**Texto proporcionado**
↓↓↓

Parodia del retrato: Paradoja de la Identificación.

Al ingresar a la sala de exposiciones de Matucana 100, se percibe en la calculada semipenumbra de sitio, una línea de cajas de luz que se distribuyen a media altura, a lo largo del muro del altillo. No he retenido el número.

Pero de tres en tres, arman una continuidad sobrecogedora, determinada por la reiteración, tanto de la toma como de la pose. La primera señala el lugar del artista –Bernardo Oyarzún-; la segunda indica la posición del sujeto, que es objeto de la toma. En términos estrictos, la disposición obedece al criterio editorial que caracteriza el gesto formal de Bernardo Oyarzún: fotografiar a las personas que conoció, en su barrio, durante su infancia, en Cerro Navia. Inventario afectivo, realizado de manera a calzar con un tic metodológico, que resemantiza un gesto cuyos antecedentes debemos pesquizar en la Obra Dittborn. Desde ahí, por cierto, Bernardo Oyarzún reinvierte el método de la pesquisa referencial, suficientemente codificada a través del montaje conceptual e iconográfico de “una historia del rostro”, para declarar la necesidad de recuperar “una historia del retrato” que ha estado implícita en el fondo imaginal de una fisiognómica de clases, cuya consistencia amenaza las leyes de la representacionalidad chilena.

↑↑↑

**Registros entregados**
↓↓↓

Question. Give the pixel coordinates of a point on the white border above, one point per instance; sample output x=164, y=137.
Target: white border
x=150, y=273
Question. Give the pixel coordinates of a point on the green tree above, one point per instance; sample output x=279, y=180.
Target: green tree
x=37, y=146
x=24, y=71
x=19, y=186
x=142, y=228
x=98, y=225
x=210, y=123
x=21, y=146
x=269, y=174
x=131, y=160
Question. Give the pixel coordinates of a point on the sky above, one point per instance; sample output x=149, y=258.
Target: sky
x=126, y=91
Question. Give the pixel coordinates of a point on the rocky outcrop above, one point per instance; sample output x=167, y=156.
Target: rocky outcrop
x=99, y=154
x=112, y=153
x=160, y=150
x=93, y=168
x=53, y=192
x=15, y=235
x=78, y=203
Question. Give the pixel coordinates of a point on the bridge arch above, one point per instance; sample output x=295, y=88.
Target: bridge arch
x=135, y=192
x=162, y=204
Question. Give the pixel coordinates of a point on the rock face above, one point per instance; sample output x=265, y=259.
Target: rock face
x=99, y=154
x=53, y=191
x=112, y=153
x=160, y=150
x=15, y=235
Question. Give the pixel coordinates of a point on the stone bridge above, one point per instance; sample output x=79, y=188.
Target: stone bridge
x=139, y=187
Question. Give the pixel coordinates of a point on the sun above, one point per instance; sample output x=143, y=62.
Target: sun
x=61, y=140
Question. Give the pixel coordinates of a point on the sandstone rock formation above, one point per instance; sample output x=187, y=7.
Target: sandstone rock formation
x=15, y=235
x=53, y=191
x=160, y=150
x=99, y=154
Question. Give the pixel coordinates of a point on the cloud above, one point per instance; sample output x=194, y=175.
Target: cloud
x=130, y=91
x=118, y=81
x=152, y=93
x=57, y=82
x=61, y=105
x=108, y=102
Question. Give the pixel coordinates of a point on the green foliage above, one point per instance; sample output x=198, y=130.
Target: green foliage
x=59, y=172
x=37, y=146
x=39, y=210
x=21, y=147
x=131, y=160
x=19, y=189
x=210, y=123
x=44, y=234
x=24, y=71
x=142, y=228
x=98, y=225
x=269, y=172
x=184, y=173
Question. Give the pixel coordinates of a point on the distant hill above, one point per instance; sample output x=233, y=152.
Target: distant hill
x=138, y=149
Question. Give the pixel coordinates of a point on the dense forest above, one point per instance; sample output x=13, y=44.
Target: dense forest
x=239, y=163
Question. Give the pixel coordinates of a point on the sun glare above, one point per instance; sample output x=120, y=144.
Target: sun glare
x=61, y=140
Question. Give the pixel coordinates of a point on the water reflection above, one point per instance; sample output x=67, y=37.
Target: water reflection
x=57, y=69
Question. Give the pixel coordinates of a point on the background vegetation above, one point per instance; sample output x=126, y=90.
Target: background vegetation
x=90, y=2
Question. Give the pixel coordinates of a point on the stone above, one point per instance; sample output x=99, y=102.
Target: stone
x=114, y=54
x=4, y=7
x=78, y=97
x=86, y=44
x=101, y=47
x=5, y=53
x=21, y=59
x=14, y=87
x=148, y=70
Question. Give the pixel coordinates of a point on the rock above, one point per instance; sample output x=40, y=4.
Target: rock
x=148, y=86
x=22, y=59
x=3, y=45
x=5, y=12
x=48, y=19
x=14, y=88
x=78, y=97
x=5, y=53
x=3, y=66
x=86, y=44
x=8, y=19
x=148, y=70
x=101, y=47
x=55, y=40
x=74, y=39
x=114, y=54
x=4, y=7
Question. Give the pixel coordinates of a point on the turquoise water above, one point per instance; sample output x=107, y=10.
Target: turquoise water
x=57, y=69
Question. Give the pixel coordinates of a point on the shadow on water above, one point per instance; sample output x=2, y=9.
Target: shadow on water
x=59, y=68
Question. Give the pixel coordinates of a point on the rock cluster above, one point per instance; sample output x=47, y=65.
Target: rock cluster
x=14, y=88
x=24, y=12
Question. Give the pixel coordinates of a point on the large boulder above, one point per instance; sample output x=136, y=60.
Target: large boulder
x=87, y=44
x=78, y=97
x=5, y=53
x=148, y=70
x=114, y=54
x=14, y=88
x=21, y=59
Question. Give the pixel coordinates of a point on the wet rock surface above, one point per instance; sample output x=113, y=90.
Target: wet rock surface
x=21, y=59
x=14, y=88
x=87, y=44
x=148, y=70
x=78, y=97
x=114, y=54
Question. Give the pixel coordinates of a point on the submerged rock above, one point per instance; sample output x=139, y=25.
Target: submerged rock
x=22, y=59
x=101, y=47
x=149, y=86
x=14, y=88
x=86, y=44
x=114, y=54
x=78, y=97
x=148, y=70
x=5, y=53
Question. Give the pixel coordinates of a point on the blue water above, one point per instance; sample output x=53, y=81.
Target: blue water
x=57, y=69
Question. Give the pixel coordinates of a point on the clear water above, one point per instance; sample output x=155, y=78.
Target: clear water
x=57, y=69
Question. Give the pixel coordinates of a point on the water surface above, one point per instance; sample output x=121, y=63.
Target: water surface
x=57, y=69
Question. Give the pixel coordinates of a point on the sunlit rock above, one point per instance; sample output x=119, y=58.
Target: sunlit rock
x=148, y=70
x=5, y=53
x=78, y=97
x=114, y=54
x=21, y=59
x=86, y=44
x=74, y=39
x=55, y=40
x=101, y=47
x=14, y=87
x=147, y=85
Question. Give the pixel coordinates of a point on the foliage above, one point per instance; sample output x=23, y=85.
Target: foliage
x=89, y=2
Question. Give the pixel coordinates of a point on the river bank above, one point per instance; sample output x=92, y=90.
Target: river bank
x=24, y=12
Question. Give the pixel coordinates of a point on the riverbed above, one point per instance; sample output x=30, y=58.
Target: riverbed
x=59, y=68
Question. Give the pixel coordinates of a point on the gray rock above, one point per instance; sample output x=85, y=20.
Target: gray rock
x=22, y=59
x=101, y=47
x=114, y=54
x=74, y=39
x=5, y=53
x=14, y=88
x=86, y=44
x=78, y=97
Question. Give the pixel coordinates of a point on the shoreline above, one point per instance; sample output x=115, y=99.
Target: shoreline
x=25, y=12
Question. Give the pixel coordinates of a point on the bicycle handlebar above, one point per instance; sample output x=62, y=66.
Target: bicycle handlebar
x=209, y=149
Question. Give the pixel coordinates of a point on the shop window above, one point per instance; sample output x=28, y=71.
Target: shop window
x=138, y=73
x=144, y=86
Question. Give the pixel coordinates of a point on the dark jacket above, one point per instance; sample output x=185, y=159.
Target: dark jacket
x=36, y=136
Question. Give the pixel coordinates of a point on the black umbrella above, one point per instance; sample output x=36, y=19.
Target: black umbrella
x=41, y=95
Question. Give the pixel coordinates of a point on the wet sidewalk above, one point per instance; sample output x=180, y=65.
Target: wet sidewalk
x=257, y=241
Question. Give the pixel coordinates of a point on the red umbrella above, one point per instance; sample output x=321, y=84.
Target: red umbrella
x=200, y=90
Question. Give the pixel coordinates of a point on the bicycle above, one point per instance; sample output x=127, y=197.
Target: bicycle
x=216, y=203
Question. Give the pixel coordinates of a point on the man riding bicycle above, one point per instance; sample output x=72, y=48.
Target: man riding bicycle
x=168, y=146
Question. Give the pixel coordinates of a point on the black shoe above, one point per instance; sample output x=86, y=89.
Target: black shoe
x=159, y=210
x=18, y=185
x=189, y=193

↑↑↑

**Trabajo requerido**
A: Responde estas preguntas sobre el texto acerca de la obra de Bernardo Oyarzún:
(i) ¿En qué sala de exposiciones se encuentran las cajas de luz?
(ii) ¿En qué lugar conoció el artista, durante su infancia, a las personas que fotografía?
(iii) ¿En la obra de quién deben pesquisarse los antecedentes del gesto que se resemantiza?
B: ¿Podrías proseguir el texto sobre la obra de Bernardo Oyarzún desde su última oración?

**Respuestas por tarea**
A:
(i) En la sala de exposiciones de Matucana 100.
(ii) En su barrio, en Cerro Navia.
(iii) En la Obra Dittborn.

B:
Entonces, tenemos, una línea de cajas de luz, que distan absolutamente de la estéril estrategia simbólica de quien sabemos, que tetaniza el (d)efecto de la imagen mediante el (re)curso profiláctico de tecnologías de exhibición en “puntos de venta”. ¡ Absolutamente no! Sino que remite a la luminosidad ominosa de los ordinarios aparatos de lectura (visionamiento) de radiografías en consultorios públicos. Además, el revelado de las copias está realizado en un procedimiento que “simula””una placa de radio. Esto corresponde al marcaje del deseo de Bernardo Oyarzún, por convertir el procedimiento fotográfico, ya colonizado por el “bertilloneo”, en un instrumento de auscultación del “alma”. Como si mediante ese procedimiento, resolviera fijar el impulso fisiognómico de cada rostro convertido en enunciado gráfico del estado actual de la mirada, en el contexto de un consumo imaginal industrial averiado simbólicamente por el genotipo de “revista Paula”, convertido en significante de representación corporal.


Enseguida, enfrentado al muro del altillo, tres paneles con sendas gigantografías: en el primero, Bernardo Oyarzún reproduce el diagrama de las proporciones del cuerpo según Vitrubio; en el segundo, reproduce textualmente la lista de sobrenombres que el artista ha tenido que “soportar” durante su vida (negro curiche, selva oscura, alacalufe, kunta-kinte, etc); y, en el tercero, la reproducción de su propia imagen, desnudo, calzando la pose del hombre de Vitrubio, sobre un fondo que repite el cuadrado y el círculo que fija la dimensión de las proporciones.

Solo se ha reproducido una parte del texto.